Start of TEXT SEGMENT
My biggest fear in the world is flying – which is so weird because one of my dreams is to travel and see the world. My fear guarantees that when my dream comes true, I will spend a portion of it shitting my pants – a small price I am willing to pay if it means I will spend eternity reminiscing and celebrating instead of regretting.

Right now I am on a plane, and I think I am about to die. We are ascending, and I almost passed out twice already, due to the G-force I am experiencing.  The pilot decided it would be best to head straight for the moon, instead of Calgary, like, right fucking now. (Dearest Pilot – HAVE YOU NO SOUL?) I have flown many times, but this ascent is unlike any I have ever experienced. So, I am documenting my final moments.

‘We’re going down. WE’RE GOING DOWN!’  I mean, how long can the plane sustain shooting straight up like a rocket? Eventually, we are going to lose thrust and plummet tits first back down to earth. Right? Everyone looks calm, but I suspect they are as paralyzed with fear as I am. But honestly, how can that woman keep reading her newspaper? ‘LADY, we are about to die!’ 

Ohhhh shit, what are Dink and Dink’s wife going to find in my drawers or ON MY COMPUTER? Okay, now I am totally freaking out. I mean, will they find things that leave them scratching their heads and wondering if they ever really knew me. I have my laptop with me, and it will get smashed to smithereens – but my PC. ‘Dammit, Tanya. WHYYYYY?’

We just broke through the clouds and are once again horizontal. Thank, Christ.
End of TEXT SEGMENT
Start of DATASET RECORDS
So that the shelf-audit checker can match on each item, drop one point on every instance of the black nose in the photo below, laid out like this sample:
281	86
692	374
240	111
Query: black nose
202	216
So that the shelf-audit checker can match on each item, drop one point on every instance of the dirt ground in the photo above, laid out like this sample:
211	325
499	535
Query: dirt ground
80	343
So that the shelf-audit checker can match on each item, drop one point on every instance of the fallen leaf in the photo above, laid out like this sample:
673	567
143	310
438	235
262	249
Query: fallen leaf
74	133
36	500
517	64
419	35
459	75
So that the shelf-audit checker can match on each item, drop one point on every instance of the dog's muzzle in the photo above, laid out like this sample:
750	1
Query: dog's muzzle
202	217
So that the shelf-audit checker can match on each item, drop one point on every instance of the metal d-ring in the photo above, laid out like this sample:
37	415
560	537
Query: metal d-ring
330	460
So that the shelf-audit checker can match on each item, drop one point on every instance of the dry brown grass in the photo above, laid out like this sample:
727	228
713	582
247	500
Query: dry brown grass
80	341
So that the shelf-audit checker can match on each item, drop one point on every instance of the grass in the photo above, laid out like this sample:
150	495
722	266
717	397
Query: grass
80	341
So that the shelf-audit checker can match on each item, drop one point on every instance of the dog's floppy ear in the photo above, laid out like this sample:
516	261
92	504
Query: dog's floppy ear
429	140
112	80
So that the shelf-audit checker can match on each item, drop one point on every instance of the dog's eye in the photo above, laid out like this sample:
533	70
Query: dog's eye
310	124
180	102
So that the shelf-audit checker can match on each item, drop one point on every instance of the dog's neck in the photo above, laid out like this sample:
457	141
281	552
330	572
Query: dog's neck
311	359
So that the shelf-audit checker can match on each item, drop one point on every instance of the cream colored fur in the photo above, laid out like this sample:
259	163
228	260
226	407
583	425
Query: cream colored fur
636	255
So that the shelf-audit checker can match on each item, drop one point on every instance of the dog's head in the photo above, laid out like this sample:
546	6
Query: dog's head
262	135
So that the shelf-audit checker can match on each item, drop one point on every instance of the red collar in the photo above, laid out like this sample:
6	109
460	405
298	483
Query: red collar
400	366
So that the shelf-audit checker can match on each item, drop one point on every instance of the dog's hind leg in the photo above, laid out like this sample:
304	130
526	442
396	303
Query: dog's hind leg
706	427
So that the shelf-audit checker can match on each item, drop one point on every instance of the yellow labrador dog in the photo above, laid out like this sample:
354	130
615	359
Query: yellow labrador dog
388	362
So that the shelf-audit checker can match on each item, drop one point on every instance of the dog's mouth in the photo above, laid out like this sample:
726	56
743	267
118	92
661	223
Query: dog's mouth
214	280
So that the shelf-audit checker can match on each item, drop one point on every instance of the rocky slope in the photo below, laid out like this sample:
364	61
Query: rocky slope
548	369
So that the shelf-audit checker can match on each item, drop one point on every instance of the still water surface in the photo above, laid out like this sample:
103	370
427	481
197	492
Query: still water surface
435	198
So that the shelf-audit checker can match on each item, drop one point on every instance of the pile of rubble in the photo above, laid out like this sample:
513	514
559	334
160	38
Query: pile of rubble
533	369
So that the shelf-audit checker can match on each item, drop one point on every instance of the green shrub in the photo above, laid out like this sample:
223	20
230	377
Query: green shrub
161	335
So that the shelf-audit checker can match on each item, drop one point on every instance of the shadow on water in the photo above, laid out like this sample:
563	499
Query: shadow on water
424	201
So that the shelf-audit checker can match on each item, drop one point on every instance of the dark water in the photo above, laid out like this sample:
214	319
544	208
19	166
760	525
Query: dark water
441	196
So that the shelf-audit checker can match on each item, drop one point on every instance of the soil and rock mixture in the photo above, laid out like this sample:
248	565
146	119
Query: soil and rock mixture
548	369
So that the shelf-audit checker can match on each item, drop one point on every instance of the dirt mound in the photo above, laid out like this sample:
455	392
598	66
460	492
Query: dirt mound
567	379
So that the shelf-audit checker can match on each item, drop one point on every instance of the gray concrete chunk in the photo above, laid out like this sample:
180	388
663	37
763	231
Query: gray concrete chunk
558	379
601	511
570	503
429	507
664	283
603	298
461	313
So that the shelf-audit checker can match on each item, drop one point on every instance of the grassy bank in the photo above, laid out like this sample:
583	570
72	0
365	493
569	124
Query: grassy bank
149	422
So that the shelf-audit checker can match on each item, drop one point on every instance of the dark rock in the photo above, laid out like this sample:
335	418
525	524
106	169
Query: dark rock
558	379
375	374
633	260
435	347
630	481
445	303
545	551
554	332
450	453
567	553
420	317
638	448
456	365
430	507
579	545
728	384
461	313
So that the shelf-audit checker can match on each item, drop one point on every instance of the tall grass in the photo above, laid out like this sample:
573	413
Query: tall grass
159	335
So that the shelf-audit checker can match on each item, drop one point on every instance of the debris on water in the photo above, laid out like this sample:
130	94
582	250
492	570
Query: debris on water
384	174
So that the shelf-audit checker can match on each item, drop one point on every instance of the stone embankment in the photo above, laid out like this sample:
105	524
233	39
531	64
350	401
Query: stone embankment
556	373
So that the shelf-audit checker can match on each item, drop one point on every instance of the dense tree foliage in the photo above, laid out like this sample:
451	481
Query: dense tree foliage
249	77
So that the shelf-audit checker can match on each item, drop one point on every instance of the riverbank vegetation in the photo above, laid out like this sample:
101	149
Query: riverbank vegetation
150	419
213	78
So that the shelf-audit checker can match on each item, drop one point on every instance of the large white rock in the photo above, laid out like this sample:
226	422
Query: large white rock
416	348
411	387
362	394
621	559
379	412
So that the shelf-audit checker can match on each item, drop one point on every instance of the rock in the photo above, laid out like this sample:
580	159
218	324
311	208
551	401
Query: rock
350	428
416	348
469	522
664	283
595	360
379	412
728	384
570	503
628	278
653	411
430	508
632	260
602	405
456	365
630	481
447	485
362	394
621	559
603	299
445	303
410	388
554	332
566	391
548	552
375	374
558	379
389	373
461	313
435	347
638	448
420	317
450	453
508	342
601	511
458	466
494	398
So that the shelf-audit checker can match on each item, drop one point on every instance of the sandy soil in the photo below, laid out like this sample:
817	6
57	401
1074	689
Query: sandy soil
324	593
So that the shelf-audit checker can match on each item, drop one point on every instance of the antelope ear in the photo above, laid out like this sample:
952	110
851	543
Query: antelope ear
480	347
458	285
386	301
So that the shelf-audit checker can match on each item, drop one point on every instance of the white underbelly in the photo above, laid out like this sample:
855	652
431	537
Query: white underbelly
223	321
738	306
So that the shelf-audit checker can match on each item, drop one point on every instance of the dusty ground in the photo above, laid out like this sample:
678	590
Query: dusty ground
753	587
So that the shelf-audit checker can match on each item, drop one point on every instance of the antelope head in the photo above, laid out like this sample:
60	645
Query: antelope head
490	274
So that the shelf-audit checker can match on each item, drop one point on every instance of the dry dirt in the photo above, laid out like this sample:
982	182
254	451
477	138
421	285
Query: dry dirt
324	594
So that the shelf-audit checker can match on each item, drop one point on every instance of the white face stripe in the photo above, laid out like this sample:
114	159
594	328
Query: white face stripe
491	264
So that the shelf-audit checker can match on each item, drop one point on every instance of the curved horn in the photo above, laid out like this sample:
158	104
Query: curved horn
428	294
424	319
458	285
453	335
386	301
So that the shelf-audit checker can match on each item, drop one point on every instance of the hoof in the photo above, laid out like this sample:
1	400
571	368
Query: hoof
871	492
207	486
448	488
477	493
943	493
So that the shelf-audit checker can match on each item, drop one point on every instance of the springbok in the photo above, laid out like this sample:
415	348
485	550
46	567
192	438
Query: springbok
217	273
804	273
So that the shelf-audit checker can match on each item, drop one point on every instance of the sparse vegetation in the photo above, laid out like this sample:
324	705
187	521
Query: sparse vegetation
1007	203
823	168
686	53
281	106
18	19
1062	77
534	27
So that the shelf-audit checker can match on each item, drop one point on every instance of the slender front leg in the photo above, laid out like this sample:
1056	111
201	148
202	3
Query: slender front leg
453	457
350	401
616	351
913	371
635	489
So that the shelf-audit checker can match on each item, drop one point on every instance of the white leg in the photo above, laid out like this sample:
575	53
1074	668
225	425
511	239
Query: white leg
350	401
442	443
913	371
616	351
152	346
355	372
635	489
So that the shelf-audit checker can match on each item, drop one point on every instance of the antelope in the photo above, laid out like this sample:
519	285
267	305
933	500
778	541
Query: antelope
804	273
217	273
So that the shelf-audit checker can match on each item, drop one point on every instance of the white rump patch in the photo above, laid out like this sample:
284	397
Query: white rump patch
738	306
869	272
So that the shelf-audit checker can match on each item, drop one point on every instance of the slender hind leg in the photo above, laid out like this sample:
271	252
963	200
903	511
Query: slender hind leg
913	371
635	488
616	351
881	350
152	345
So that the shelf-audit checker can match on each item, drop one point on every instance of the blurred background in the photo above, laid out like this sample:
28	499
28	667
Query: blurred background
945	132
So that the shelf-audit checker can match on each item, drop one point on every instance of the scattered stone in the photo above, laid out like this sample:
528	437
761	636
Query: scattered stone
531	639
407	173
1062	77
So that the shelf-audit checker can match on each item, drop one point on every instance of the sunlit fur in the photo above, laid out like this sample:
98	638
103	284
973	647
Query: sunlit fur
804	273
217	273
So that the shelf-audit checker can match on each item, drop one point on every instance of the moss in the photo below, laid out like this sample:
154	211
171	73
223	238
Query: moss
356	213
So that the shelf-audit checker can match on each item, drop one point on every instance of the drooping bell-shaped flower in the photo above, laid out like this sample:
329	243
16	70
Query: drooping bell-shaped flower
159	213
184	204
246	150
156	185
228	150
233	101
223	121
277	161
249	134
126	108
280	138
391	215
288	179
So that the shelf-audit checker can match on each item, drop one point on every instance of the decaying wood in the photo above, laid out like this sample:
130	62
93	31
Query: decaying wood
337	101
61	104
End of DATASET RECORDS
__STATED PROBLEM 1__:
Duplicate everything in the fear-of-flying text from "My biggest fear" down to "my final moments.".
__STATED PROBLEM 2__:
In the fear-of-flying text, which city was the plane headed for?
__STATED PROBLEM 3__:
Resume the fear-of-flying text from where it stops.

__EXERCISE RESULT 1__:
My biggest fear in the world is flying – which is so weird because one of my dreams is to travel and see the world. My fear guarantees that when my dream comes true, I will spend a portion of it shitting my pants – a small price I am willing to pay if it means I will spend eternity reminiscing and celebrating instead of regretting.

Right now I am on a plane, and I think I am about to die. We are ascending, and I almost passed out twice already, due to the G-force I am experiencing.  The pilot decided it would be best to head straight for the moon, instead of Calgary, like, right fucking now. (Dearest Pilot – HAVE YOU NO SOUL?) I have flown many times, but this ascent is unlike any I have ever experienced. So, I am documenting my final moments.

__EXERCISE RESULT 2__:
Calgary

__EXERCISE RESULT 3__:
No matter how scared I am, whenever I see the sun high above the clouds it always calms me. How is it possible that I am alive and am this close to heaven? I can see for miles, and in the distance exist worlds I have yet to explore. This moment is what I do love about flying. I see endless possibilities. 

I wonder what people will say about me when I die, besides the fact I am a total dipshit? I am not partaking in self-deprecation right now – I AM a dipshit and own it, completely. I am confident I said the stupidest thing imaginable in an elevator yesterday, in front of several of my colleagues and some doctors, and, you know, smart people.  Oh man, it was so, so bad. *hanging head in utter shame*

Ok, now I am distracted because the pilot hit the brakes in mid-air. Flaps are up, and miles below me are the mountains. WHAT. IS. HAPPENING? People are looking around. I know my heart failure is valid looking at the reactions on the faces around me. The guy in the seat beside me just looked at me with a look of, ‘Well, it was a good run.’

‘OMG, I LOVE YOU ALL!!’

Ok, flaps are down. Phew. I guess it was important we get as close to the mountains as possible –  as fast as motherfucking possible – no biggie. 

Ok, where was I? Oh right. Several colleagues, I was in an elevator with yesterday, were witness to the depth of my stupidity. THIS is the story they will tell if I die today. Ugh! Why must I always be such a cone head? They all laughed uncontrollably and thanked me for the best laugh ever. I, of course, said, ‘You’re welcome’ then walked away berating myself for my ridiculous lack of intelligence. I won’t tell you what I said; I will save that for the memorial. So, pleeease remember things other than my stupidity. Try and remember that I like puppies, toilet paper sales and lots and lots of ice in my water. I AM SMART SOMETIMES YOU KNOW!

The goddamn flaps are up again, and I can barely hold my phone to type this from excessive hand sweat. Gross. Please pray for us!!!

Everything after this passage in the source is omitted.